# Aufgaben:
1 - An welchem Tag will das Gericht laut dem Artikel über den Streit um Urnenwälder entscheiden?
2 - Fasse den Artikel über den Streit um Urnenwälder in zwei Sätzen zusammen.
3 - Schreib den Artikel über den Streit um Urnenwälder nach seinem letzten Satz weiter.

# Textauszug:
• • • • •
Ein Musterschild ist im Friedwald im Biosphärenreservat bei Dessau-Roßlau an einem Baum befestigt Foto: dpa

Die eine Seite macht gute Geschäfte mit Urnen- und Friedwälder, die andere hat Bedenken, weil sie glaubt, dass mit den Urnen und der Asche der Verstorbenen giftige Stoffe in den Boden der Wälder gelangen. Wer bekommt Recht?

Frankfurt - Es mutet an wie ein bizarrer Streit, schließlich geht es um Verstorbene, um Urnenwälder und Friedhöfe. Aber es geht wohl auch um wirtschaftliche Interessen. Die eine Seite macht gute Geschäfte mit Urnen- und Friedwälder, die andere hat Bedenken, weil sie glaubt, dass mit den Urnen und der Asche der Verstorbenen giftige Stoffe in den Boden der Wälder gelangen. Am Donnerstag standen sich die Parteien vor dem Frankfurter Landgericht gegenüber.

Das bundesweit tätige Franchise-Unternehmen Ruhe Forst GmbH hat gegen einen Landschaftsplaner und Natur-Sachverständigen geklagt. Dieser soll es unterlassen, weiter zu behaupten, dass der Boden durch die Urnen verseucht wird und Bäume geschädigt werden. Ein Urteil gab es nicht, das Gericht will am 18. September entscheiden.

Es sind nicht nur die Prozess-Beteiligten, die sehr genau auf das Verfahren schauen. Nach Angaben von Experten machen sich auch Friedhofsgärtnereien und -Verwaltungen sowie Steinmetze Sorgen. Sollte der Naturschutz-Sachverständigen Recht bekommen, müssen sie mit Einbußen rechnen, weil offenbar immer mehr Bundesbürger ihre Angehörigen in der Natur und damit in Urnen- oder Friedwäldern bestatten lassen wollen. Genehmigungen für neue Friedwälder wären dann vermutlich schwieriger zu bekommen.
• • • • •
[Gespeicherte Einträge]
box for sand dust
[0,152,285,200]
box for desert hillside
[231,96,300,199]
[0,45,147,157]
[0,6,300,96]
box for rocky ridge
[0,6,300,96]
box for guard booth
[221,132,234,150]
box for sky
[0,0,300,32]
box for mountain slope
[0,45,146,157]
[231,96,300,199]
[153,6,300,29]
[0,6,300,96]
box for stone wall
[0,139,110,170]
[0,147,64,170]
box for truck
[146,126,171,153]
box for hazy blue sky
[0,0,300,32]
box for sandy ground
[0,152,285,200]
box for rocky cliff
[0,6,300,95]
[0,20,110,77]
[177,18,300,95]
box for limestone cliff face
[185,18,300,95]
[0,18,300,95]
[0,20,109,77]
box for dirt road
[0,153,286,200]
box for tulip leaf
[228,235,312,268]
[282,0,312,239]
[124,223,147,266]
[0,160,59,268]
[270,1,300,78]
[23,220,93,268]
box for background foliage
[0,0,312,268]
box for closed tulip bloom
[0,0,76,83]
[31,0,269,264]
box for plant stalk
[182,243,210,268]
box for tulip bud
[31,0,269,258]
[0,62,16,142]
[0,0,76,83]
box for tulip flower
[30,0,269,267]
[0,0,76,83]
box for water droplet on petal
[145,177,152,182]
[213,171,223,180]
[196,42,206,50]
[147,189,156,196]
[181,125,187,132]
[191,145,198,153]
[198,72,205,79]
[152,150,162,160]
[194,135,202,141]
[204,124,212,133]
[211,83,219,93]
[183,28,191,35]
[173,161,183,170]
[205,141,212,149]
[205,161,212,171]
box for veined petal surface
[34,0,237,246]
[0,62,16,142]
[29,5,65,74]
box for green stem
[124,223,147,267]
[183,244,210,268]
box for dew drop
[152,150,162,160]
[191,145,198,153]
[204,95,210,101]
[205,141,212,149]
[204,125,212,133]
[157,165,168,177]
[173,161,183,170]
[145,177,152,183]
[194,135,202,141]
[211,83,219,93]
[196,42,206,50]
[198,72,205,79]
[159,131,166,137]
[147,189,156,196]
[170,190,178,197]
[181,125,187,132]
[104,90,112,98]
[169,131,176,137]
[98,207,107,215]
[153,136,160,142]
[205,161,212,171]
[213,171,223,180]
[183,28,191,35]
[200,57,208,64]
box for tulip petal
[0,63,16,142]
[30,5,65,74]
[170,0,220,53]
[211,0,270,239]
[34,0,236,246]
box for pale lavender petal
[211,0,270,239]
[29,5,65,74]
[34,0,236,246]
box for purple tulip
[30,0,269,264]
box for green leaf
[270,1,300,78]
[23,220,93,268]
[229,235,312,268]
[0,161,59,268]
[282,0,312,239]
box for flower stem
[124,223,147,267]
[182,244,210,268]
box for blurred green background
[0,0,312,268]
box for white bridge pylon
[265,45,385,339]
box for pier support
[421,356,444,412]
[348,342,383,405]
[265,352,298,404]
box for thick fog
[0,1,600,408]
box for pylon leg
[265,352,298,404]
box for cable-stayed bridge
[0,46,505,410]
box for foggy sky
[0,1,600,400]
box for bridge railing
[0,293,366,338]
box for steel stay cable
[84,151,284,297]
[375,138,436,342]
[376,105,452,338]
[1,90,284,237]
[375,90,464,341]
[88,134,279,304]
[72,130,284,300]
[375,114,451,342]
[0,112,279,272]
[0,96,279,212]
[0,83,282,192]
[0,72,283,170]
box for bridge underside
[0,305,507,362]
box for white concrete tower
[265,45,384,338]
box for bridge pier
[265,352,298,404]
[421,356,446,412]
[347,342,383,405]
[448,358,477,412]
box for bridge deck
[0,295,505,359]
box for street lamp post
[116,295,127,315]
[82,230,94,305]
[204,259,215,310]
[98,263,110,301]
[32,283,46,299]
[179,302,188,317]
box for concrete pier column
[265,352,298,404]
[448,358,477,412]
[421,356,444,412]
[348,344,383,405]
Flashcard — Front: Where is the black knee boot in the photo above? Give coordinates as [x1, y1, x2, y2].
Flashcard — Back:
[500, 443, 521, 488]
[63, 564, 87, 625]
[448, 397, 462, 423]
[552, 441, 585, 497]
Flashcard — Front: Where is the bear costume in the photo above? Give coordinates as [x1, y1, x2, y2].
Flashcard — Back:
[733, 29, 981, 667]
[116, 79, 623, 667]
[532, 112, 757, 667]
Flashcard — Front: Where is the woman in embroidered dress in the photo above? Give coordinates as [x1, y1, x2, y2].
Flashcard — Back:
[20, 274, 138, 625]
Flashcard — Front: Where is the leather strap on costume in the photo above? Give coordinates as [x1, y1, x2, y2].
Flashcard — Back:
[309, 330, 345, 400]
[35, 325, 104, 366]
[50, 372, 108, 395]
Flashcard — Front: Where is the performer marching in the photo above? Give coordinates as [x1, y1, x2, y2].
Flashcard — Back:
• • • • •
# Lösungen:
1 - Am 18. September.

2 - Vor dem Frankfurter Landgericht verlangt die Ruhe Forst GmbH von einem Landschaftsplaner und Natur-Sachverständigen, nicht weiter zu behaupten, dass Urnen den Boden verseuchen und Bäume schädigen. Das Gericht will am 18. September entscheiden, und auch Friedhofsgärtnereien, Friedhofsverwaltungen und Steinmetze verfolgen das Verfahren, weil sie bei einem Erfolg des Sachverständigen mit Einbußen rechnen müssen.

3 -
Deshalb sehen Unternehmen wie Ruhe Forst ihre Geschäfte gefährdet, sollte die Klage gegen den Experten, der sich auch mit Friedhofsplanung und -entwicklung befasst, abgewiesen werden. Dem Vernehmen nach finden bereits fünf Prozent aller Verstorbenen ihre letzte Ruhestätte unter einem Baum in der freien Natur. 2013 soll es einer aktuellen Studie zufolge rund 45 000 Bestattungen in den etwa 400 Urnen- und Friedwäldern in Deutschland gegeben haben.

Für den Landschaftsplaner sind mit den Baumbestattungsorten massive Eingriffe in das Ökosystem Wald verbunden. Er glaubt, dass die Asche der Toten toxische Stoffe wie Schwermetalle enthält, die über die Urnen in den Boden gelangen. Tatsächlich gibt es Studien, die nachweisen, das die Asche zum Teil Mangan, Zink, Chrom oder Nickel enthalten. Allerdings ist umstritten, ob die Konzentrationen ausreichen, um wirklich Schaden anzurichten. Fakt aber ist, dass Ruhewälder zum Teil nur genehmigt wurden, wenn die Urnen aus dicht verschlossenem Edelstahl bestehen und nur maximal einen halben Meter tief vergraben werden.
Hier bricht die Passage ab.